Retyping all the entries exactly is the whole task.

# The records
↓
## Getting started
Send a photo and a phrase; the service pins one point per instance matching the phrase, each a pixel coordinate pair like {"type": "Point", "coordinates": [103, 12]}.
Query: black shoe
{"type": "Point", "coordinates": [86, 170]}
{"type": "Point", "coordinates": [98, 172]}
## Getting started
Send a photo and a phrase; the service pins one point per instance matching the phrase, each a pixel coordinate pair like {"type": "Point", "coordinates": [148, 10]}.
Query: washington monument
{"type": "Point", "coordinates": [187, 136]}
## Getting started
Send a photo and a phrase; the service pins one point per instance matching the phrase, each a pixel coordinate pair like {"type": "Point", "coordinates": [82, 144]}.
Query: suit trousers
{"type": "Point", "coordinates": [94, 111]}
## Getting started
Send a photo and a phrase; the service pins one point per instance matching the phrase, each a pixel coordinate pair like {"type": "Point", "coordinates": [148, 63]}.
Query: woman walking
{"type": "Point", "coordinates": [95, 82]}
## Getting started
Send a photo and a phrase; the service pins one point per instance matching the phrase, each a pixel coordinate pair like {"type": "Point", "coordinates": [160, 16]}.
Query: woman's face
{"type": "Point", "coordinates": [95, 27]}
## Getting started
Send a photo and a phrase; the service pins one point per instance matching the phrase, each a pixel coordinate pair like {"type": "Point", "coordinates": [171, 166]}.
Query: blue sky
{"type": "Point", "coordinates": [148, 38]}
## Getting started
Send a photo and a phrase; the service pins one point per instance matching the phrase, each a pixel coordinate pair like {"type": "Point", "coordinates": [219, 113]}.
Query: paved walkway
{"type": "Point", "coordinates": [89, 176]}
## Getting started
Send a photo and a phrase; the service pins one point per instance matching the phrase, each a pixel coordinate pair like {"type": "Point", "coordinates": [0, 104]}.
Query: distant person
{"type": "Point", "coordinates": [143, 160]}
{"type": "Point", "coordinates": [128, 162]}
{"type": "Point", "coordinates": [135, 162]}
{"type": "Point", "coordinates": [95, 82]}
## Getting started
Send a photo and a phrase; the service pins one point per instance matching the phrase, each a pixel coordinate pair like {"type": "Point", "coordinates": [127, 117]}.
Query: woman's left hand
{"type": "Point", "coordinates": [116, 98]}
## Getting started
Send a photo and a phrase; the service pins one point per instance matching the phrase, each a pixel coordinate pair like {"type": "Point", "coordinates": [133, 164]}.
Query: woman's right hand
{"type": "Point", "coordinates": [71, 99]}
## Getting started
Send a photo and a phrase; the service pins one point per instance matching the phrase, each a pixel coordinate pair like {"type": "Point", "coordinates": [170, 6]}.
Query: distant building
↑
# Answer space
## Getting started
Send a photo and a phrase; the service pins one point per instance matching the phrase, each a pixel coordinate pair like {"type": "Point", "coordinates": [103, 12]}.
Query: black shoe
{"type": "Point", "coordinates": [86, 170]}
{"type": "Point", "coordinates": [98, 172]}
## Getting started
Send a photo and a phrase; the service pins one point per instance matching the phrase, each a pixel coordinate pair like {"type": "Point", "coordinates": [148, 10]}.
Query: washington monument
{"type": "Point", "coordinates": [187, 136]}
## Getting started
Send a photo and a phrase; the service pins one point per instance matching the phrase, each a pixel coordinate pair like {"type": "Point", "coordinates": [82, 144]}.
Query: suit trousers
{"type": "Point", "coordinates": [94, 111]}
## Getting started
Send a photo and a phrase; the service pins one point per instance matching the phrase, each a pixel coordinate pair like {"type": "Point", "coordinates": [148, 63]}.
Query: woman walking
{"type": "Point", "coordinates": [95, 82]}
## Getting started
Send a photo and a phrase; the service pins one point per instance matching the phrase, each a pixel coordinate pair like {"type": "Point", "coordinates": [160, 16]}.
Query: woman's face
{"type": "Point", "coordinates": [95, 27]}
## Getting started
Send a photo and a phrase; the service pins one point per instance matching the phrase, each a pixel coordinate pair like {"type": "Point", "coordinates": [171, 166]}.
Query: blue sky
{"type": "Point", "coordinates": [148, 38]}
## Getting started
Send a photo and a phrase; the service pins one point per instance matching the phrase, each a pixel coordinate pair like {"type": "Point", "coordinates": [219, 113]}.
Query: paved walkway
{"type": "Point", "coordinates": [89, 176]}
## Getting started
Send a photo and a phrase; the service pins one point per instance matching the phrase, each a pixel coordinate pair like {"type": "Point", "coordinates": [0, 104]}.
Query: distant person
{"type": "Point", "coordinates": [143, 160]}
{"type": "Point", "coordinates": [128, 162]}
{"type": "Point", "coordinates": [135, 162]}
{"type": "Point", "coordinates": [95, 82]}
## Getting started
Send a photo and a phrase; the service pins one point per instance matching the phrase, each a pixel coordinate pair like {"type": "Point", "coordinates": [127, 117]}.
Query: woman's left hand
{"type": "Point", "coordinates": [116, 98]}
## Getting started
Send a photo and a phrase; the service pins one point per instance matching the phrase, each a pixel coordinate pair like {"type": "Point", "coordinates": [133, 164]}.
Query: woman's right hand
{"type": "Point", "coordinates": [71, 99]}
## Getting started
Send a photo and a phrase; the service pins one point per instance matching the phrase, each a pixel coordinate pair like {"type": "Point", "coordinates": [170, 6]}.
Query: distant building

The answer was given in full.